Photo object pointing records:
-- -- --
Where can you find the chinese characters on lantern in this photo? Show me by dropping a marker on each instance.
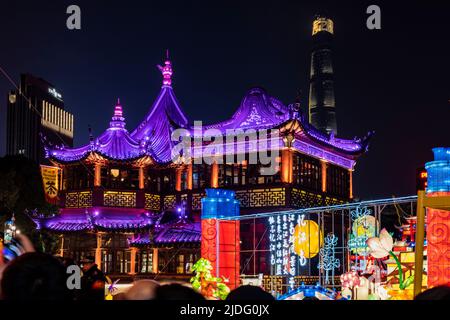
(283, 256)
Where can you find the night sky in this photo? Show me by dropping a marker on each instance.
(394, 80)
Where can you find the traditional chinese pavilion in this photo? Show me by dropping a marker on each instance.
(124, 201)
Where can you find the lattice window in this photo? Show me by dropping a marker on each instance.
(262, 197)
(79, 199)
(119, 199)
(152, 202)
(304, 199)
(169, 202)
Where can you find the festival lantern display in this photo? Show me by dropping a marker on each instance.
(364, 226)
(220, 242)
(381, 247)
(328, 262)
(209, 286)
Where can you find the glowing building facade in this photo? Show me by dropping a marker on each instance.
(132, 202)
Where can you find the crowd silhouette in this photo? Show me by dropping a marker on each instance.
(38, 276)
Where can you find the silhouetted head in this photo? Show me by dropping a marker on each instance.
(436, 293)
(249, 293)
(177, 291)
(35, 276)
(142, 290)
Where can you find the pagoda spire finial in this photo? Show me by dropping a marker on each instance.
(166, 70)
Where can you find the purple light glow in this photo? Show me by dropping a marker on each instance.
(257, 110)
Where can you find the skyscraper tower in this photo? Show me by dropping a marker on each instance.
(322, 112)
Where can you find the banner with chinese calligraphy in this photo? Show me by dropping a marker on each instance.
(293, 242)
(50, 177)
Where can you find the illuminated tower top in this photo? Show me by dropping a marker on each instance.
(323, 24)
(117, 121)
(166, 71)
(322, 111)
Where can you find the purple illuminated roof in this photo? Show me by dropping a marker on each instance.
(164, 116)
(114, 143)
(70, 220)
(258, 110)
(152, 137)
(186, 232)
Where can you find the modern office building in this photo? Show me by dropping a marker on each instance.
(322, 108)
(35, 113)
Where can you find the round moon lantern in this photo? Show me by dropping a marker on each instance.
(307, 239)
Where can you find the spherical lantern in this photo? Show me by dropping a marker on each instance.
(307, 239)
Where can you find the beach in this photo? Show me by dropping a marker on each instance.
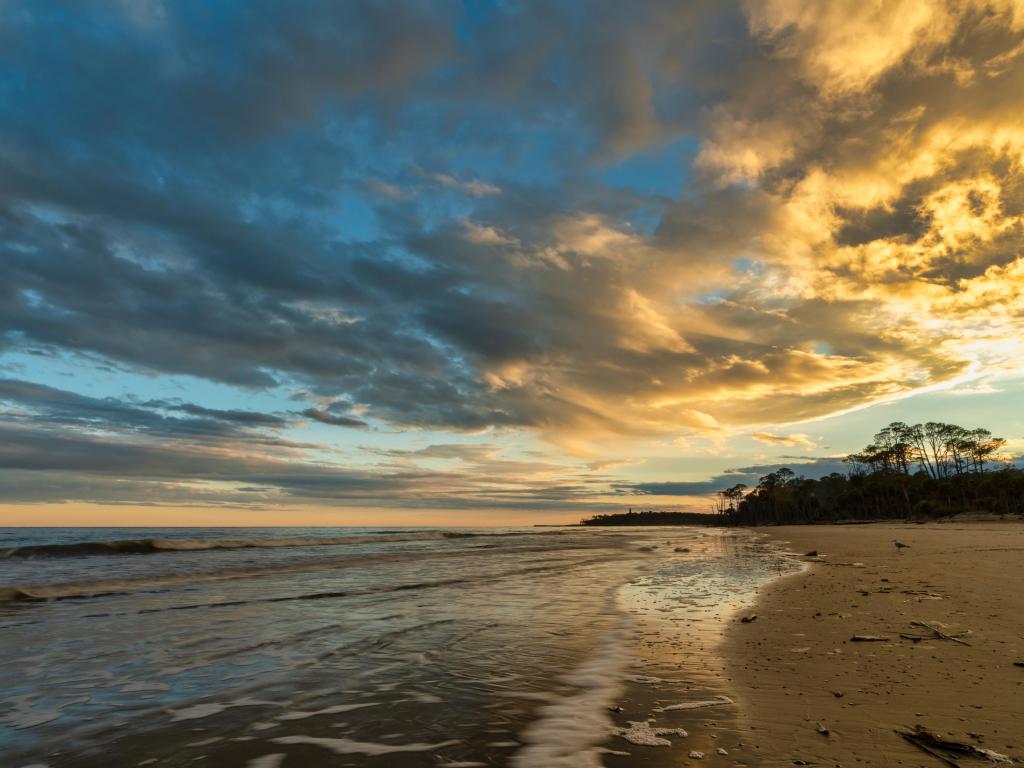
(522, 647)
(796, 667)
-- -- --
▶ _Exercise objective_: Rewrite the records above as a two-column CSV with the headers request and points. Give one row per request, with each field in double quotes, line breaks replaced by spaces, and the pictures left out.

▶ _Result of this task_:
request,points
"Where can you find the chinese characters on lantern in this photo? Show me by dropping a marker on each instance.","(283, 256)"
"Where can you find the night sky in this photo? Show me by dropping a marker on each instance.","(394, 80)"
"Where can you find the traditional chinese pavilion in this photo? Show me by dropping a marker on each instance.","(124, 201)"
"Where can you find the lattice window in this photo? Show me by dropping a marker on each instance.","(262, 197) (79, 199) (119, 199) (152, 202) (304, 199) (169, 202)"
"Where can you find the festival lantern display in this photo? Show me by dropping a marker on each instance.","(364, 226) (220, 242) (381, 247) (328, 262) (209, 286)"
"Where can you find the glowing building facade in this photo? Show me by dropping a marker on each instance.","(132, 202)"
"Where can you find the crowd silhouette in this photo? Show me by dropping a marker on each instance.","(38, 276)"
"Where can you find the silhouetted head in this photo? Show me by dropping a marker on each instance.","(436, 293) (249, 293) (177, 291) (35, 276) (142, 290)"
"Where can you find the pagoda spire finial in this photo? Show me by dropping a marker on each instance.","(166, 70)"
"Where can you find the purple light glow in this photo? Show me by dropping a marker on each instance.","(257, 110)"
"Where can you find the skyscraper tower in this photo? Show me by dropping a marker on each instance.","(322, 112)"
"Where can you find the banner with chinese calligraphy in this photo? Show me by dropping a marker on each instance.","(293, 242) (50, 177)"
"Where can you find the illuminated tower top in this photo? Show me by dropping a marker on each instance.","(323, 24) (117, 121) (166, 71) (322, 111)"
"Where can you find the purple illuminated roof in this photo? Show me by dropping a marker on each instance.","(164, 116) (114, 143) (70, 220) (258, 110) (152, 137) (186, 232)"
"Where can you find the modern office building in this photo? Show me by dropping a marker on each instance.","(322, 108) (35, 113)"
"Where can you find the round moon lantern in this photo? Show me by dropping a marker on each instance.","(307, 239)"
"Where can you find the spherical lantern in this photo? Show me by dropping a marker on each instance.","(307, 239)"
"Where can you find the beach in this photo? Show me by dropping a marker on each instance.","(522, 647) (796, 667)"